Turn the rows below into a numbered list, with one number per line. Leave out any blank lines.

**Collected data entries:**

%%

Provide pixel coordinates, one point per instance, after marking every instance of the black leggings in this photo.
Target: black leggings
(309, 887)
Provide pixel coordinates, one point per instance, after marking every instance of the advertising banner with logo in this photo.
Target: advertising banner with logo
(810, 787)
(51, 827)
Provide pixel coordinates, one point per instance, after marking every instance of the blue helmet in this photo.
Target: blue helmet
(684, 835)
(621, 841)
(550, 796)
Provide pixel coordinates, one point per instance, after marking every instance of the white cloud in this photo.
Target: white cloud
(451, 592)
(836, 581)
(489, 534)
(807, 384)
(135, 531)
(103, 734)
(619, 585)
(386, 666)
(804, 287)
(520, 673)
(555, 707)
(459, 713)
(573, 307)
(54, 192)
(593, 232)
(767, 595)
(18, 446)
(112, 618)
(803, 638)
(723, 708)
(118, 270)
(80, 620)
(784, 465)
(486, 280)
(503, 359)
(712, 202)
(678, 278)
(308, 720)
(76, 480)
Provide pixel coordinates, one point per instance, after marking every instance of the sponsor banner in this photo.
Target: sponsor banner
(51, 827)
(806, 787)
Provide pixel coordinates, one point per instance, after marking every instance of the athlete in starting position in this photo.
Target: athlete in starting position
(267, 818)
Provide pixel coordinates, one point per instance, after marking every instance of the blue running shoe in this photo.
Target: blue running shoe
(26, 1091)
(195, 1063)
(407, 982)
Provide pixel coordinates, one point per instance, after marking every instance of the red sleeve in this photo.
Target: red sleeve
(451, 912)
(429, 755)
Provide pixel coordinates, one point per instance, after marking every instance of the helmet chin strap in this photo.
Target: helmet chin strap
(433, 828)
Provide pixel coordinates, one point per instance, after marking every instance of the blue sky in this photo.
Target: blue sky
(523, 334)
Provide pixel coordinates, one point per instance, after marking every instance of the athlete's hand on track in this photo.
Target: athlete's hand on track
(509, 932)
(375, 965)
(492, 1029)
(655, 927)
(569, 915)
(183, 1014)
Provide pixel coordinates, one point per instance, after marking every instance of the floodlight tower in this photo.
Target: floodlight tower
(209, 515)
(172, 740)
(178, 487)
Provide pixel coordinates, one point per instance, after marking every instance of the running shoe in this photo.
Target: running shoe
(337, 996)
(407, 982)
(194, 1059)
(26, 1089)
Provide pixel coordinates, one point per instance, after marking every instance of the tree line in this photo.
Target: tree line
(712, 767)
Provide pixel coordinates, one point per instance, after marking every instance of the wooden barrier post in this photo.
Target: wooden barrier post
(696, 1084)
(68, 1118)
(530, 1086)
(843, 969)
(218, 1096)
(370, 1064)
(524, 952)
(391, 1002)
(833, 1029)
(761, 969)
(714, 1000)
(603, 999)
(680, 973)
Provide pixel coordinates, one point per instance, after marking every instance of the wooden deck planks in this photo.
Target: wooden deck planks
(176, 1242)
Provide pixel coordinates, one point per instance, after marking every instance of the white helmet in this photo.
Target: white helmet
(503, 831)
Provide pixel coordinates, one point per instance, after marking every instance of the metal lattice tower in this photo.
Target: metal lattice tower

%%

**Final result:**
1. Provide pixel coordinates, one point per instance, after marking every instance of the black leggings in this photo.
2. Target: black leggings
3. (309, 887)
4. Provide pixel coordinates, one point per instance, after marking every instance of the advertising banner with logo in this photo.
5. Target: advertising banner with logo
6. (810, 787)
7. (51, 827)
8. Provide pixel coordinates, one point per instance, after marking every instance of the blue helmet in this photo.
9. Target: blue helmet
10. (684, 835)
11. (621, 841)
12. (550, 796)
13. Provide pixel coordinates, one point per instance, after marking every instance of the white cloud in this photo.
14. Target: white cloud
15. (451, 592)
16. (836, 581)
17. (489, 534)
18. (807, 384)
19. (135, 531)
20. (103, 734)
21. (619, 585)
22. (386, 666)
23. (804, 287)
24. (520, 673)
25. (555, 707)
26. (459, 713)
27. (573, 307)
28. (54, 192)
29. (593, 232)
30. (767, 595)
31. (18, 446)
32. (112, 618)
33. (803, 638)
34. (723, 708)
35. (118, 270)
36. (80, 620)
37. (784, 465)
38. (486, 280)
39. (503, 359)
40. (712, 202)
41. (678, 278)
42. (308, 720)
43. (76, 480)
44. Provide pixel coordinates, one point per instance, after marking every instance of the sponsor banner in this photo.
45. Target: sponsor banner
46. (51, 827)
47. (806, 787)
48. Provide pixel coordinates, one point per instance, after marking every instance of the athlete in starting position in this photo.
49. Target: athlete in starting position
50. (267, 818)
51. Provide pixel coordinates, one point per instance, after marking every instance of the blue running shoe in this photo.
52. Target: blue running shoe
53. (26, 1091)
54. (195, 1063)
55. (407, 982)
56. Provide pixel coordinates, one point per instance, after marking every instance of the red sleeve in this photo.
57. Target: red sleeve
58. (451, 912)
59. (429, 755)
60. Provide pixel coordinates, one point per instance, after marking every instance of the helmet chin strap in this photo.
61. Target: helmet chin strap
62. (433, 828)
63. Provide pixel coordinates, one point per instance, after marking every instance of the blue sky in this photo.
64. Target: blue sky
65. (523, 334)
66. Provide pixel coordinates, one point per instance, after marking every instance of the athlete's hand on track in this photo.
67. Target: athlete's hand on track
68. (509, 932)
69. (375, 965)
70. (492, 1029)
71. (655, 927)
72. (569, 915)
73. (183, 1014)
74. Provide pixel coordinates, one point per instance, after marking every instance of the floodlight tower in this photo.
75. Target: floodlight tower
76. (209, 515)
77. (172, 740)
78. (178, 487)
79. Provide pixel coordinates, one point per instance, after marking every instance of the running shoe in this photo.
80. Target: running shoe
81. (337, 996)
82. (407, 982)
83. (194, 1059)
84. (26, 1089)
85. Provide pixel coordinates, one point per instance, after marking every instance of the tree line in this photo.
86. Target: tree line
87. (712, 767)
88. Provide pixel coordinates, one point per instance, after marking every instance of the wooden barrier post in this photo.
89. Target: wooden barrier post
90. (696, 1084)
91. (68, 1118)
92. (530, 1086)
93. (843, 969)
94. (218, 1096)
95. (370, 1064)
96. (524, 952)
97. (391, 1002)
98. (833, 1029)
99. (761, 969)
100. (714, 1000)
101. (603, 999)
102. (680, 973)
103. Provide pixel coordinates, one point per instance, after marking every instance of the wooden deck planks in this photo.
104. Target: wooden deck planks
105. (176, 1242)
106. Provide pixel coordinates, one point per instance, after marking every instance of the white helmet in this photo.
107. Target: white helmet
108. (503, 831)
109. Provide pixel coordinates, one point per instance, after marking every instance of the metal lattice tower in this photo.
110. Target: metal lattice tower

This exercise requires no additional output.